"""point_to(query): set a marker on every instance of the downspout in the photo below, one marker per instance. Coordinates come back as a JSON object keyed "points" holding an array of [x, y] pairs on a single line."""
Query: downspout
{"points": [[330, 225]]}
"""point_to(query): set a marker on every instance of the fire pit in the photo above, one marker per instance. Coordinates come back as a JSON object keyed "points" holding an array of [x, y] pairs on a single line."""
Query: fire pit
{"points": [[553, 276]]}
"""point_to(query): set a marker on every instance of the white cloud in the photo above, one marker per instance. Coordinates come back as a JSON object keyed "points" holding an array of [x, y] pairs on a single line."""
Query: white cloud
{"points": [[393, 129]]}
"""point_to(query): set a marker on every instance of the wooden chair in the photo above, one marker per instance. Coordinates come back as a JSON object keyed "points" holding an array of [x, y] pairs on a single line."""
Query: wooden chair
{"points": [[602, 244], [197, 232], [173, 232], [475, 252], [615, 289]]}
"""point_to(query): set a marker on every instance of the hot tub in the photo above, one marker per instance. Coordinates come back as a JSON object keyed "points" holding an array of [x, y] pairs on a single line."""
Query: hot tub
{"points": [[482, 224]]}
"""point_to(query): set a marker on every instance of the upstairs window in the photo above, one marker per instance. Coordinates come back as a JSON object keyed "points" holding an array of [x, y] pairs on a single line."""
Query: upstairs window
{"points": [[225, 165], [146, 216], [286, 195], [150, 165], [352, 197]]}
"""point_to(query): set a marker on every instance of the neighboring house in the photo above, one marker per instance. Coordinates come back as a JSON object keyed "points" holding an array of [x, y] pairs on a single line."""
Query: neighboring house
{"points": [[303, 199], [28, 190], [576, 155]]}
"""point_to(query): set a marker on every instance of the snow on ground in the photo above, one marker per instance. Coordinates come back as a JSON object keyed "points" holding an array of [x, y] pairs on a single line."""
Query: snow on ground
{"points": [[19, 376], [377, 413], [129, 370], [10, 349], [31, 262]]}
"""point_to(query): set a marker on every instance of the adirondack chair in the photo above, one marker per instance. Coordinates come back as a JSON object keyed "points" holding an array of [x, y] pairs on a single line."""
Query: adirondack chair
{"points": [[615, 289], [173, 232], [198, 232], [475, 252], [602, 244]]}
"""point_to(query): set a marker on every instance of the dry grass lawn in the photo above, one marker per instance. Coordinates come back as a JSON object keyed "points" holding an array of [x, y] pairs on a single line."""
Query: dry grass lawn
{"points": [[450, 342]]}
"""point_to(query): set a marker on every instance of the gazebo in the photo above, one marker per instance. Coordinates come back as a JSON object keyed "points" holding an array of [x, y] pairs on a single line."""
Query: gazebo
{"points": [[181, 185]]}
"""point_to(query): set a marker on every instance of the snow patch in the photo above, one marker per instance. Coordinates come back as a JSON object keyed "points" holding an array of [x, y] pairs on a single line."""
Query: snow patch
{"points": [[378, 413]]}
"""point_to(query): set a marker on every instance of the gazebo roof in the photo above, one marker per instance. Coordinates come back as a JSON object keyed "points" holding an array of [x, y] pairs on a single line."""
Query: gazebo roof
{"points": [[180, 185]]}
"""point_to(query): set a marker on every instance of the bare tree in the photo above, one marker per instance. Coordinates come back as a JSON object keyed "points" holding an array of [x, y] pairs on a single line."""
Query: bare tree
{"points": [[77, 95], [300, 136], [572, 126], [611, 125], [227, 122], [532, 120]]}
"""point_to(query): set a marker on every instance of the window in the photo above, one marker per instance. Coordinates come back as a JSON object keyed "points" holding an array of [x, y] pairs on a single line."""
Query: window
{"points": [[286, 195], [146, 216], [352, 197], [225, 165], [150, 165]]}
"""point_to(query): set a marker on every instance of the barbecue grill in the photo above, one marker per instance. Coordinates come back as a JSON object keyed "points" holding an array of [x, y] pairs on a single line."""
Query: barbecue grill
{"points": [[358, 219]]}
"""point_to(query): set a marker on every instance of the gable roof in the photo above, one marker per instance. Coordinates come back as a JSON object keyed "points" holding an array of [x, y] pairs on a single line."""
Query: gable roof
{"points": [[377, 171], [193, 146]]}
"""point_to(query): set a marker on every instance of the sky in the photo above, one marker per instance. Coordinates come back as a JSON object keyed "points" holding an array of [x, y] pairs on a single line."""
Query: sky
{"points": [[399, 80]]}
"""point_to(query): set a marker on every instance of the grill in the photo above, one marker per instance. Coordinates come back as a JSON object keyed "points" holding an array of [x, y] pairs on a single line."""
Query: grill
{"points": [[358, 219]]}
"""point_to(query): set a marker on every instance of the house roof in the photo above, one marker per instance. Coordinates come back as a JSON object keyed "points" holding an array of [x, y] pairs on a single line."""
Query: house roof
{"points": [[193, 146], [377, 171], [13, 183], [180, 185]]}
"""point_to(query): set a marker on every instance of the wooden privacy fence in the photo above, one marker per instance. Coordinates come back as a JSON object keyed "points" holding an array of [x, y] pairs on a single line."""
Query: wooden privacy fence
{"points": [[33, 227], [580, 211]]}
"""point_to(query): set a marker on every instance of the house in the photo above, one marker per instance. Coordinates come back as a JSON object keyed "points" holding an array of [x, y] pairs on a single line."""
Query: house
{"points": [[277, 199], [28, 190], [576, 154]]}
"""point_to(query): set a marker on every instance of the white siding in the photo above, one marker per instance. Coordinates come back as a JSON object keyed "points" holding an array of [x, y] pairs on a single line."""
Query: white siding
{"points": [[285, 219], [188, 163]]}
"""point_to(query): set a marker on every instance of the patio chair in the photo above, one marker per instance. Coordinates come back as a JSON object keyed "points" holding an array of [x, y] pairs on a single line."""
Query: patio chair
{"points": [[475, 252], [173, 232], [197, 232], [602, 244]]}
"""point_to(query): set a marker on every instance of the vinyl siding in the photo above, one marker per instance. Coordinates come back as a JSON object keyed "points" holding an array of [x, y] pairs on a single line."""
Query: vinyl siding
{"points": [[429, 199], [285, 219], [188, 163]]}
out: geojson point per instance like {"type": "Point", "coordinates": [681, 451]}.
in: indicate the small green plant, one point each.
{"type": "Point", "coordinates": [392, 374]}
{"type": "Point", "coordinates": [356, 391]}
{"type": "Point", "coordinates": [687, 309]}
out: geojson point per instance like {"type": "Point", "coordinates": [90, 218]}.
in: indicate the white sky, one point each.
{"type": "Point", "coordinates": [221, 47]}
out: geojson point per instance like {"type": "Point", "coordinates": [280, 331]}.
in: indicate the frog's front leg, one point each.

* _Written request_
Restate each of the entries above verbatim.

* _Result below_
"""point_to(query): set a marker on every instance of the downspout in the photo below, one marker per instance. Coordinates come back as a JSON object keyed "points" holding an array of [x, y] pairs on a single line."""
Query: downspout
{"points": [[330, 225]]}
"""point_to(query): set a marker on every instance of the fire pit in the photo above, one marker per instance. Coordinates come back as a JSON object keyed "points" holding an array of [x, y] pairs on a single line."""
Query: fire pit
{"points": [[553, 276]]}
"""point_to(query): set a marker on every instance of the white cloud in the photo above, one marker per instance. Coordinates come back as a JSON object keyed "points" holding an array of [x, y] pairs on a single line."""
Query: white cloud
{"points": [[393, 129]]}
"""point_to(query): set a marker on every instance of the wooden chair in the photo above, one marker per instance. Coordinates come back as a JSON object keyed "points" holding an array of [x, y] pairs on a single line."""
Query: wooden chair
{"points": [[602, 244], [197, 232], [173, 232], [475, 252], [615, 289]]}
"""point_to(query): set a marker on every instance of the hot tub in the photo above, one marker per instance. Coordinates come back as a JSON object keyed "points" holding an array of [x, y] pairs on a single line."""
Query: hot tub
{"points": [[482, 224]]}
"""point_to(query): set a marker on every instance of the upstairs window in the photo above, one marker per instance. Coordinates come back as a JSON object keyed "points" holding an array of [x, y] pairs on a single line."""
Query: upstairs window
{"points": [[225, 165], [146, 216], [286, 195], [150, 165], [352, 197]]}
"""point_to(query): set a marker on every instance of the neighboring house in the photo above, one marker per instance. Coordinates come back as a JSON object keyed "points" holding an array of [x, y] pairs on a single line."""
Query: neighboring house
{"points": [[303, 199], [28, 190], [576, 155]]}
"""point_to(query): set a marker on every instance of the snow on ground in the photo above, one marker per instance. Coordinates come back as a JSON object keyed "points" holding an array of [x, y] pairs on a single line."""
Query: snow on ground
{"points": [[19, 376], [377, 413], [129, 370], [10, 349], [31, 262]]}
"""point_to(query): set a marker on every instance of the adirondack chair in the photo above, one marker per instance. Coordinates come back as a JSON object keyed "points" holding an array of [x, y] pairs on a single line."""
Query: adirondack chair
{"points": [[615, 289], [173, 232], [198, 232], [475, 252], [602, 244]]}
"""point_to(query): set a marker on every instance of the dry grass lawn in the photo above, one marker per instance. Coordinates come back as a JSON object keyed "points" holding an array of [x, y] pairs on a single line."""
Query: dry grass lawn
{"points": [[450, 342]]}
"""point_to(query): set a marker on every instance of the gazebo in the photo above, one marker per instance. Coordinates come back as a JSON object keyed "points" holding an array of [x, y] pairs on a single line."""
Query: gazebo
{"points": [[181, 185]]}
"""point_to(query): set a marker on every instance of the snow patch in the photo above, one marker per instance. Coordinates come back as a JSON object keyed "points" holding an array of [x, y] pairs on a single line."""
Query: snow patch
{"points": [[378, 413]]}
"""point_to(query): set a marker on every instance of the gazebo roof in the photo above, one marker per instance. Coordinates come back as a JSON object keyed "points" holding an array of [x, y] pairs on a single line."""
Query: gazebo roof
{"points": [[180, 185]]}
"""point_to(query): set a marker on every instance of the bare tree in the photo above, one marker per instance. Coordinates come back as a JSON object keyed "points" holding an array of [x, y] pairs on a single line."""
Query: bare tree
{"points": [[77, 95], [300, 136], [572, 126], [611, 125], [227, 122], [532, 120]]}
"""point_to(query): set a marker on every instance of the window in the photo above, one marker per instance. Coordinates come back as a JSON object keyed "points" holding an array of [x, y] pairs on a single line."""
Query: window
{"points": [[286, 195], [146, 216], [352, 197], [225, 165], [150, 165]]}
"""point_to(query): set a marker on every instance of the barbecue grill in the photo above, one marker per instance. Coordinates come back as a JSON object keyed "points" holding an array of [x, y] pairs on a single line."""
Query: barbecue grill
{"points": [[358, 219]]}
"""point_to(query): set a marker on every instance of the gable roof in the photo above, one marker per instance. Coordinates come back as a JSON object keyed "points" holding an array of [x, y] pairs on a single line."""
Query: gable roof
{"points": [[377, 171], [193, 146]]}
"""point_to(query): set a marker on every instance of the sky in the photo above, one marker per instance. Coordinates come back as a JSON object keyed "points" holding an array of [x, y] pairs on a single line."""
Query: sky
{"points": [[399, 80]]}
"""point_to(query): set a marker on every instance of the grill in the photo above, one marker per instance. Coordinates come back as a JSON object keyed "points" holding an array of [x, y] pairs on a single line."""
Query: grill
{"points": [[358, 219]]}
"""point_to(query): set a marker on every instance of the house roof in the photo above, one marker per instance. Coordinates come back as a JSON object keyed "points" holding an array of [x, y] pairs on a single line."""
Query: house roof
{"points": [[193, 146], [377, 171], [13, 183], [180, 185]]}
"""point_to(query): set a marker on every instance of the wooden privacy fence in the photo above, one marker per instance. Coordinates come back as a JSON object keyed "points" holding an array of [x, y] pairs on a single line."""
Query: wooden privacy fence
{"points": [[33, 227], [580, 211]]}
"""point_to(query): set a marker on every instance of the house in the photo above, one marker per instance. Coordinates come back as a JSON object keyed "points" holding an array of [x, y] pairs on a single line."""
Query: house
{"points": [[277, 199], [28, 190], [576, 154]]}
"""point_to(query): set a marker on every instance of the white siding in the photo above, one marker per instance. Coordinates come back as a JSON object keyed "points" holding an array of [x, y] pairs on a single line."""
Query: white siding
{"points": [[285, 219], [188, 163]]}
"""point_to(query): set a marker on every instance of the patio chair in the photo above, one marker per instance. Coordinates come back as a JSON object keyed "points" holding an array of [x, y] pairs on a single line."""
Query: patio chair
{"points": [[475, 252], [173, 232], [197, 232], [602, 244]]}
"""point_to(query): set a marker on every instance of the vinyl siding in the photo above, one marker per instance. Coordinates come back as a JSON object keyed "points" holding an array of [x, y] pairs on a single line."""
Query: vinyl siding
{"points": [[429, 199], [285, 219], [188, 163]]}
out: geojson point per instance like {"type": "Point", "coordinates": [681, 451]}.
in: indicate the small green plant, one point each.
{"type": "Point", "coordinates": [392, 374]}
{"type": "Point", "coordinates": [356, 391]}
{"type": "Point", "coordinates": [687, 309]}
out: geojson point per instance like {"type": "Point", "coordinates": [90, 218]}.
in: indicate the white sky, one point each.
{"type": "Point", "coordinates": [221, 47]}
out: geojson point per instance like {"type": "Point", "coordinates": [280, 331]}.
in: indicate the frog's front leg, one point each.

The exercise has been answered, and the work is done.